*Source data:*
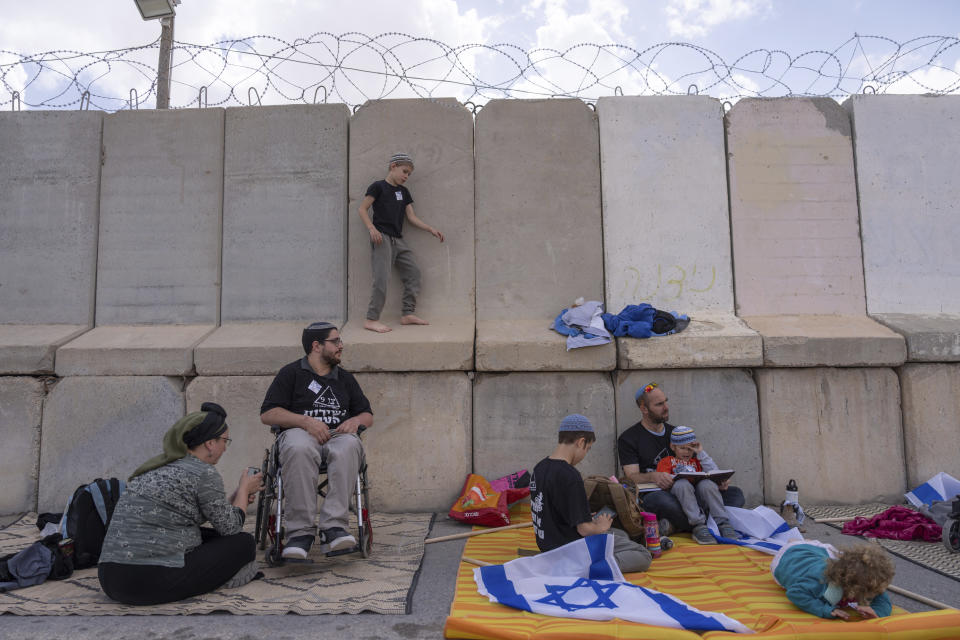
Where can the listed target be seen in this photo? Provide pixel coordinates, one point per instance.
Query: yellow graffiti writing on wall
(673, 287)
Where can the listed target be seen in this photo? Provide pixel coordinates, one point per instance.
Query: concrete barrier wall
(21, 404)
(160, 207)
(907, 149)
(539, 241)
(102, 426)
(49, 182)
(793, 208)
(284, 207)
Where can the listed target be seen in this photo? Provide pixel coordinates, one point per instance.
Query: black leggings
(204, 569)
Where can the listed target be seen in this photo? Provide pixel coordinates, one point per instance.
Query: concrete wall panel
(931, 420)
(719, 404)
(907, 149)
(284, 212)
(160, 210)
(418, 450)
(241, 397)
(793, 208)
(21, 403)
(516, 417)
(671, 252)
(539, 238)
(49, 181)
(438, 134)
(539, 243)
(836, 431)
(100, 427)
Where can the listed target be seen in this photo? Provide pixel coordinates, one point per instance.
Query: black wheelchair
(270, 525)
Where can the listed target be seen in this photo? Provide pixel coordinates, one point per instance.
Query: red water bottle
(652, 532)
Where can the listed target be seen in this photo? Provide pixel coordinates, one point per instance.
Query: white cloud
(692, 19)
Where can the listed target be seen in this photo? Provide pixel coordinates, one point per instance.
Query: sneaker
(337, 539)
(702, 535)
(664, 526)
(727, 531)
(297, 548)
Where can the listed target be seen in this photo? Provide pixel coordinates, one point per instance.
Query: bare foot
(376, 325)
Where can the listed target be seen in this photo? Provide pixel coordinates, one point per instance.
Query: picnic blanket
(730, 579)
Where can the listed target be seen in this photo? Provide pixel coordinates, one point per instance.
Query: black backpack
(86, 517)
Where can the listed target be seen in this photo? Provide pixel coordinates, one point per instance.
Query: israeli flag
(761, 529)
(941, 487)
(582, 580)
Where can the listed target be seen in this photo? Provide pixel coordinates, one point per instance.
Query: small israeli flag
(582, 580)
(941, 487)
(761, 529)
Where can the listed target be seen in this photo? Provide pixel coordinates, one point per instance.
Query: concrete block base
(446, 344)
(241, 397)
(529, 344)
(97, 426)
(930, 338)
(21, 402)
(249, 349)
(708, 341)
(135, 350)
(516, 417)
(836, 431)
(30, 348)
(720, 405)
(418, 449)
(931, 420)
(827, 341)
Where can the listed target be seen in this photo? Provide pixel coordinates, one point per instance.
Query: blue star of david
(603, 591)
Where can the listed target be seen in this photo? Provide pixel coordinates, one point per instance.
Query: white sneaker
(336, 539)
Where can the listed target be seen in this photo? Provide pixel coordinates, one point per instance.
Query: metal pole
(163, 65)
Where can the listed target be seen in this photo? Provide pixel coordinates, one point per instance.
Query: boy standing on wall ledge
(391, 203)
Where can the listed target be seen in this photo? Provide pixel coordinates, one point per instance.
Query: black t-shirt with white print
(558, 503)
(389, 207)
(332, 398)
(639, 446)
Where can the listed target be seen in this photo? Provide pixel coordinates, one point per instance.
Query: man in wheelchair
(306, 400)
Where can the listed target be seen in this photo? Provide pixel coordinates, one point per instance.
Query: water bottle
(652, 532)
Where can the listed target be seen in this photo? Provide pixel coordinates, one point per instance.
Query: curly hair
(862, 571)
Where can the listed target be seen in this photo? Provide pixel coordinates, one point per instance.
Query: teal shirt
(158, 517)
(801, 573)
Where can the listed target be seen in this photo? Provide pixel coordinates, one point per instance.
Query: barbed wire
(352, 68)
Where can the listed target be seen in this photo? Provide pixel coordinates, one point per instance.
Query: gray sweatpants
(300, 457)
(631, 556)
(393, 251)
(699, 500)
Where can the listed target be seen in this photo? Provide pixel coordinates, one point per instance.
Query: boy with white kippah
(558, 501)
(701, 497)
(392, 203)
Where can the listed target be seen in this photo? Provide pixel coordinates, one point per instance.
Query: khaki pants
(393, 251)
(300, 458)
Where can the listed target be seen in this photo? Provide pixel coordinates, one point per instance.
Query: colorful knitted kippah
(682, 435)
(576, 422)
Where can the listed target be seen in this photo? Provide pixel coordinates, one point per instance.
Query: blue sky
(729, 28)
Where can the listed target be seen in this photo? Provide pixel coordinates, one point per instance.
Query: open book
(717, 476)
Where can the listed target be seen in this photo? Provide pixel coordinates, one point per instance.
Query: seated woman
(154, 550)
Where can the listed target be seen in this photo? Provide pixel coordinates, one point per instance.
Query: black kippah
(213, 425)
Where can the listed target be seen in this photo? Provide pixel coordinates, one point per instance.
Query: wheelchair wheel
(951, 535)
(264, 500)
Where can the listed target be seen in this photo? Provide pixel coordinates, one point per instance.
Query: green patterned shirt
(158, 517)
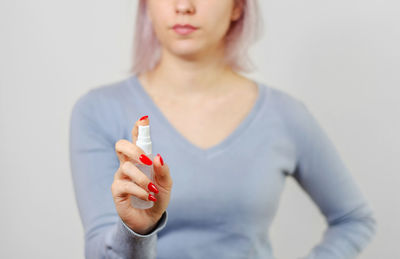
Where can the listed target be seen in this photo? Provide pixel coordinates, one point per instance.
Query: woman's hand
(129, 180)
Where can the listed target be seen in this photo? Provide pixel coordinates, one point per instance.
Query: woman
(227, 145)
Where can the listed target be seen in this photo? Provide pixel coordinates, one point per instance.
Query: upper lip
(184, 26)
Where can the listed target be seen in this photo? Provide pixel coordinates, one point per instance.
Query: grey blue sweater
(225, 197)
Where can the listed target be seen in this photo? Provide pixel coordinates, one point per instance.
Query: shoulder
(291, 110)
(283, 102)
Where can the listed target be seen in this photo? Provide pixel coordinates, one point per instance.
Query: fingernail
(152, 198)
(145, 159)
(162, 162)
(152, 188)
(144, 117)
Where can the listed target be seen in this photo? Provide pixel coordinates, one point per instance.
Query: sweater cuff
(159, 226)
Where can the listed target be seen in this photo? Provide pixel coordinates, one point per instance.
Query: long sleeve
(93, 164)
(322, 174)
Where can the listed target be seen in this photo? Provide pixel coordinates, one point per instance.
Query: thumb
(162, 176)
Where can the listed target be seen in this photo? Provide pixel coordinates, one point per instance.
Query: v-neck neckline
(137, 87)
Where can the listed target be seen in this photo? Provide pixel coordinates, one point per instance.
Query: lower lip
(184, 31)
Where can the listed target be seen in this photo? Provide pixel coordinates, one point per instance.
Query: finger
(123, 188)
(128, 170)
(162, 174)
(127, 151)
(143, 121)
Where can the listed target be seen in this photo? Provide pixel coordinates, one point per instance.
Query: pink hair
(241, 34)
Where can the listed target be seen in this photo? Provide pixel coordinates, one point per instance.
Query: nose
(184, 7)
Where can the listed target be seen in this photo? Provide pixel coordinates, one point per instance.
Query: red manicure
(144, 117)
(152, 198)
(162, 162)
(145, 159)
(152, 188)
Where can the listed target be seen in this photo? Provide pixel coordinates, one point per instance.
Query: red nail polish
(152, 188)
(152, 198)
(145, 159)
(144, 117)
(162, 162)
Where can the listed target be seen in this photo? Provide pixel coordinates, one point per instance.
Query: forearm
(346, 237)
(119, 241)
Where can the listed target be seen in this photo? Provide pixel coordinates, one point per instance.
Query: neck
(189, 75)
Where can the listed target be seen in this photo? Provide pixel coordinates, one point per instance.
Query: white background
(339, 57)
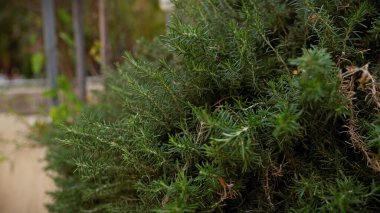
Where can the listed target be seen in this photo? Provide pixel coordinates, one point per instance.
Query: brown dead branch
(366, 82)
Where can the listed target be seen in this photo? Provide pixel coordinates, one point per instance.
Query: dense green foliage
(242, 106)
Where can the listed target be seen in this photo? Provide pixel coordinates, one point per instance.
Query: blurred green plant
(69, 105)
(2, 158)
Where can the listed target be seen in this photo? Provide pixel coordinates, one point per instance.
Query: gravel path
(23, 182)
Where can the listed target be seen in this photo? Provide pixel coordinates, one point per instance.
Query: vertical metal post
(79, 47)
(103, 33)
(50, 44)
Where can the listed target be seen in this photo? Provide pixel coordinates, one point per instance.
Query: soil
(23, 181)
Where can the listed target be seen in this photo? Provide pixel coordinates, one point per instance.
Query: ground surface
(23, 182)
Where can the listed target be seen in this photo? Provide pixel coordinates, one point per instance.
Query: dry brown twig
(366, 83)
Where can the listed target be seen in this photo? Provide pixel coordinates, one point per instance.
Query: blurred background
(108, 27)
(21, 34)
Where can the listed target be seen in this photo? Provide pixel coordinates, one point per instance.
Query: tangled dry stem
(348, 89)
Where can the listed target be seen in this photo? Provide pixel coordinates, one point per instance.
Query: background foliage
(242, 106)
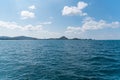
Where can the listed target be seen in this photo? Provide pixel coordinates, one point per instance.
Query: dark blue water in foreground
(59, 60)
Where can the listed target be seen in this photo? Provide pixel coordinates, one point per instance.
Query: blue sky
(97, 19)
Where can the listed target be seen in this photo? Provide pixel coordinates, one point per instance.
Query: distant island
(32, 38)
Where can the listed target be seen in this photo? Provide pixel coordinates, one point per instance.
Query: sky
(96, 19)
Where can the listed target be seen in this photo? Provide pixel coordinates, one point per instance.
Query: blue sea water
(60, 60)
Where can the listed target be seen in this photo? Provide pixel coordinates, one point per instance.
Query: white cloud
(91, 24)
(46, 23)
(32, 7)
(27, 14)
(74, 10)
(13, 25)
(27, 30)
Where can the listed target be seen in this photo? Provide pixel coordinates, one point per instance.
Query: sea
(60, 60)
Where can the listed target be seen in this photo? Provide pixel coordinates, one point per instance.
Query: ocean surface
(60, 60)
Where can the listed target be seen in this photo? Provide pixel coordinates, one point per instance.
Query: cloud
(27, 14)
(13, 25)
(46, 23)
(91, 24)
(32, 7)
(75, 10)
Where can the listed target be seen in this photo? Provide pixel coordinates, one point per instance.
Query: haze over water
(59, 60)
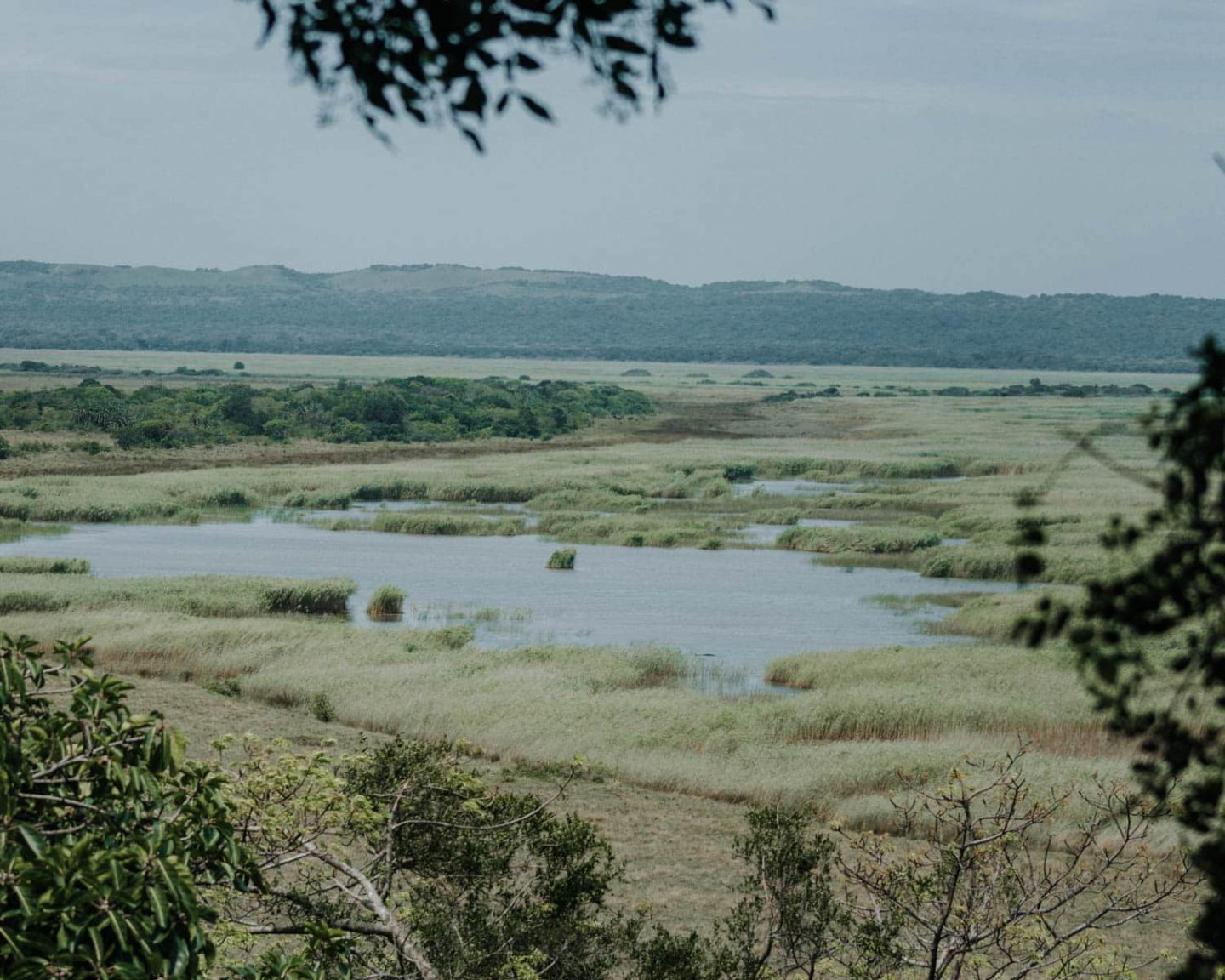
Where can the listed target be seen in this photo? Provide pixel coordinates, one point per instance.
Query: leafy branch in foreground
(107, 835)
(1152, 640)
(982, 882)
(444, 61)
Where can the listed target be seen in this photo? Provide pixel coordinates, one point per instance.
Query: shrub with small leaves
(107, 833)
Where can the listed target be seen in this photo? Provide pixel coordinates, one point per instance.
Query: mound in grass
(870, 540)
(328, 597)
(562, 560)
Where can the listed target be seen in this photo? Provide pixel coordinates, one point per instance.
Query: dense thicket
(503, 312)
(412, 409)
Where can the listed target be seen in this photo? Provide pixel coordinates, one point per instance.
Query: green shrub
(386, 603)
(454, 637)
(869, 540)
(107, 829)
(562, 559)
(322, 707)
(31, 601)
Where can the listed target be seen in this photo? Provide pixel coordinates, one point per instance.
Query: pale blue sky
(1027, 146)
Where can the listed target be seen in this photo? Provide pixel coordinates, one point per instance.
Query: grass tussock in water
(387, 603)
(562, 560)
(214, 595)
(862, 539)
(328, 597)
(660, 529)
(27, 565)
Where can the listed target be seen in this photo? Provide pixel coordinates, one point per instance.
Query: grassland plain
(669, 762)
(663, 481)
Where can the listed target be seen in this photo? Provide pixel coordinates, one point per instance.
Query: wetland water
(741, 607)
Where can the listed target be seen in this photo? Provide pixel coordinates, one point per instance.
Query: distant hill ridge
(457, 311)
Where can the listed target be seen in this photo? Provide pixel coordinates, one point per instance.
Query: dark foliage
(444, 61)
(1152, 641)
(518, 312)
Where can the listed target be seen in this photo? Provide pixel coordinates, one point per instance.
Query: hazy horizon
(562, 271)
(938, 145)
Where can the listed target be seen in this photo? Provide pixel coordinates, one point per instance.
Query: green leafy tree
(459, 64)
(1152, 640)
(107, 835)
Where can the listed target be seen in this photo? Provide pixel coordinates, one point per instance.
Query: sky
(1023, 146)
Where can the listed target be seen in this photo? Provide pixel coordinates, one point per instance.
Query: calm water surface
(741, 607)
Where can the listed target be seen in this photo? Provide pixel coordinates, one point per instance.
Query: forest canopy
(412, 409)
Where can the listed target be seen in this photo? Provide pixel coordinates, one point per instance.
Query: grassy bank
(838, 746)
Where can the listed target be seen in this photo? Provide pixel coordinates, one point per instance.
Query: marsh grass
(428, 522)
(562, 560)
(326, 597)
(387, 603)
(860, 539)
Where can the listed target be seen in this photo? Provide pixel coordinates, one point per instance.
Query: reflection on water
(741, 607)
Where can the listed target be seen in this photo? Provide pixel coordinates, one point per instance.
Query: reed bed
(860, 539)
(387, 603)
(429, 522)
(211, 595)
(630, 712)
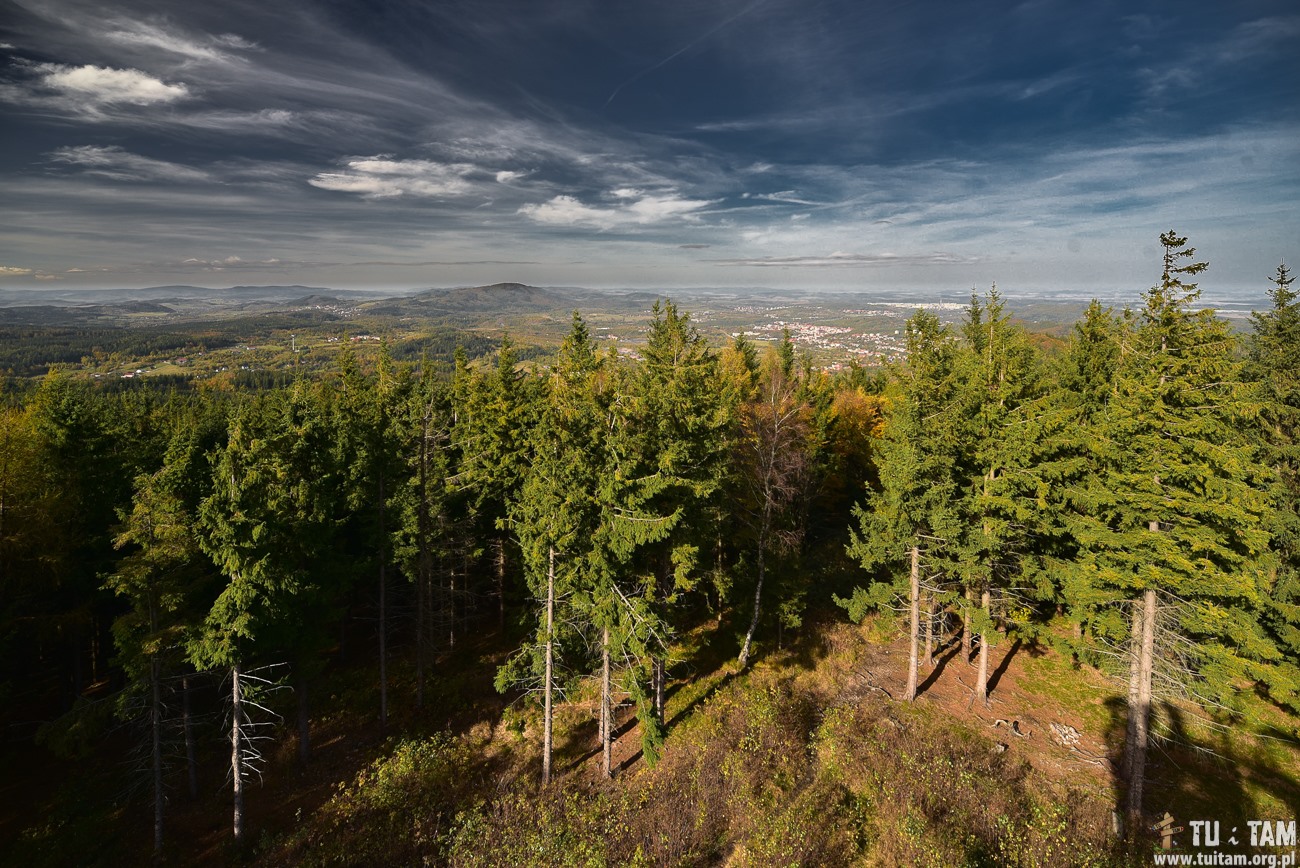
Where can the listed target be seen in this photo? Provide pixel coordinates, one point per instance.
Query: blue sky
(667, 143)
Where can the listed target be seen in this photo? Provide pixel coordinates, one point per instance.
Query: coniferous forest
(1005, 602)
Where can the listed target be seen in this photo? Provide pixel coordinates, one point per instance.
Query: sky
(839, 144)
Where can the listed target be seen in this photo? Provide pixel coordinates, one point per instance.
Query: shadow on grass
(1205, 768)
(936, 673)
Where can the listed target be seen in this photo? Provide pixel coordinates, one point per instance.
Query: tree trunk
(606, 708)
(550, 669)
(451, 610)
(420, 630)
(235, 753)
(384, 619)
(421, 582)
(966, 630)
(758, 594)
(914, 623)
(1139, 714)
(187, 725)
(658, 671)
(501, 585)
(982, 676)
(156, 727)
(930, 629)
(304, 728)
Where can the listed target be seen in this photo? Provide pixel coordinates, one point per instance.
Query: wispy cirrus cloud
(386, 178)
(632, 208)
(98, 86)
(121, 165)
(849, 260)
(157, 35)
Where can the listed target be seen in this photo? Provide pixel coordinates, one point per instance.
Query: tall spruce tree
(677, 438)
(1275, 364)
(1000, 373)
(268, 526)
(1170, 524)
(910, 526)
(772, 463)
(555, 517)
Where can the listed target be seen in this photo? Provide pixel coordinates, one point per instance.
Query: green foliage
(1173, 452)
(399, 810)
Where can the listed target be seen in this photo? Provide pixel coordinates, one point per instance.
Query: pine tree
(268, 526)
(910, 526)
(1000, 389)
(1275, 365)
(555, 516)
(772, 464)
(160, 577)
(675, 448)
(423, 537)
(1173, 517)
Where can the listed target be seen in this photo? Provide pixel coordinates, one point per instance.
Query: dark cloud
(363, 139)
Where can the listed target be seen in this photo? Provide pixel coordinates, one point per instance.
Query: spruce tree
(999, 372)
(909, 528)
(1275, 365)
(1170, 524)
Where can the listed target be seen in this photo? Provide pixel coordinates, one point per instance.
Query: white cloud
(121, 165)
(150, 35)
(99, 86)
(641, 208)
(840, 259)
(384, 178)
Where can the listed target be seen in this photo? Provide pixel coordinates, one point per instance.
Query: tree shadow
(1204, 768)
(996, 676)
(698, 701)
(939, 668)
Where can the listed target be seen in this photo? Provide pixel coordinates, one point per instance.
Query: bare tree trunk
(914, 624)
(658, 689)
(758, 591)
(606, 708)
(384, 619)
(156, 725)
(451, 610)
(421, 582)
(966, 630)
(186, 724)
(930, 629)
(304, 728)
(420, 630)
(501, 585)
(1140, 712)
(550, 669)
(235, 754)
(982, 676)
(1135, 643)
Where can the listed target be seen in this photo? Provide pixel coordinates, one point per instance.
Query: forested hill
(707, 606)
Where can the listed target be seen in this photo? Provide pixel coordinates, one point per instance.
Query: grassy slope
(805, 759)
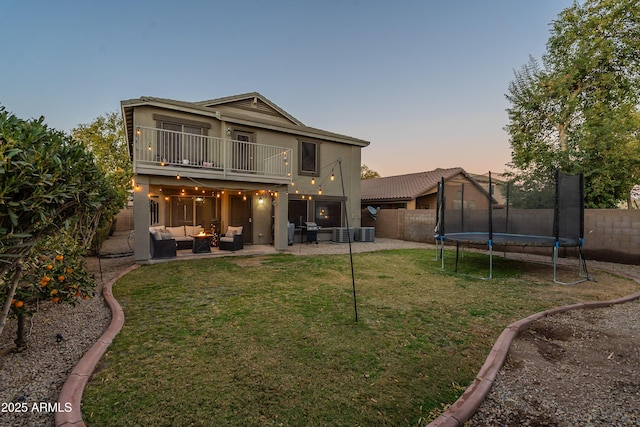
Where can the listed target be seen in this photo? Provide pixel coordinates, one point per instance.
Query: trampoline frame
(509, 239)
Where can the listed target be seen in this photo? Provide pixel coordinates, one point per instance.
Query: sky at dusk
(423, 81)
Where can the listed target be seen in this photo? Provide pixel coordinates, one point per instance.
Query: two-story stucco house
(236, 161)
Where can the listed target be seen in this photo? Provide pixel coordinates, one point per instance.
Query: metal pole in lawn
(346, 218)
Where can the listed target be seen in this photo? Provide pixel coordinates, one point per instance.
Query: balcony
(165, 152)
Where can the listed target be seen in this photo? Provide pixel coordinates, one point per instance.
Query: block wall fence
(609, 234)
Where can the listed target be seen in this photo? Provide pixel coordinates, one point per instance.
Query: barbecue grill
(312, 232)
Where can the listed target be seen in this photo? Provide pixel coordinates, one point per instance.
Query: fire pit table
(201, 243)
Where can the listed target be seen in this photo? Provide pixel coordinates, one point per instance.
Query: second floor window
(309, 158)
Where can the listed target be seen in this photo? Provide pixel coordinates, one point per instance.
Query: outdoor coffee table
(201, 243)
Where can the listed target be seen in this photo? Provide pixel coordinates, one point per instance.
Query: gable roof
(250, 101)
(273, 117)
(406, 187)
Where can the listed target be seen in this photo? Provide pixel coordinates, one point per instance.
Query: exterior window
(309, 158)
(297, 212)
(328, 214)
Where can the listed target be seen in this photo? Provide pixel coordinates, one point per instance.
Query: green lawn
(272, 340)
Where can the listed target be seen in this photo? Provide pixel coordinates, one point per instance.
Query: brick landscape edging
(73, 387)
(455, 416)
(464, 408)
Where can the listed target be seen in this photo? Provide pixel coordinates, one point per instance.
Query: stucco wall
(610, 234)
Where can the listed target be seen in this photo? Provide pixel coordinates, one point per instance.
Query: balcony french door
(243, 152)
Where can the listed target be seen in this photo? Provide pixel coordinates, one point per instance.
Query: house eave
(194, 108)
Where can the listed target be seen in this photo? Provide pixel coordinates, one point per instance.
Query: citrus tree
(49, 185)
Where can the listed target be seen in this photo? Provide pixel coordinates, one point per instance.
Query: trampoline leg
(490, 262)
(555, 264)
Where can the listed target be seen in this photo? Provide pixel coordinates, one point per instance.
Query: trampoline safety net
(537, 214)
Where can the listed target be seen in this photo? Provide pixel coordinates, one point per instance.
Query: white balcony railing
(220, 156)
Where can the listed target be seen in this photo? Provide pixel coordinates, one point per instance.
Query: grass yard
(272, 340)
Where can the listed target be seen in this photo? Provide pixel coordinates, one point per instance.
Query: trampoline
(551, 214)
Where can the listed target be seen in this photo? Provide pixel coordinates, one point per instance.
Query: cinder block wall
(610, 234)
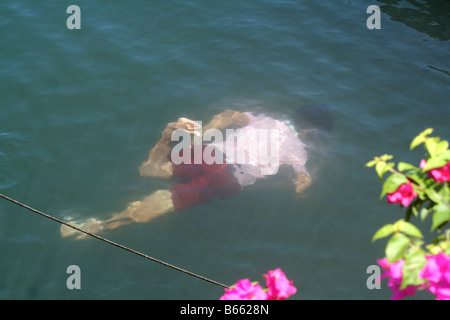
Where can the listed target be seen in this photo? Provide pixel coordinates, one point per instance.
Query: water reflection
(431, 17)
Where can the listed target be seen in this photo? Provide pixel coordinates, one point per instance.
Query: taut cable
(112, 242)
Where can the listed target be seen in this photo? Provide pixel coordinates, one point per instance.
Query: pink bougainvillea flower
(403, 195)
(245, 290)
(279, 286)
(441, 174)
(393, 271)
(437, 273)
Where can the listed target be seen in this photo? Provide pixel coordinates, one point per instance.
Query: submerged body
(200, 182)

*Given instruction:*
Count the lines in the listing above that contain the string "pole", treating uppercase and lowercase letters as different. Reply with the number alone.

*Correct result:*
2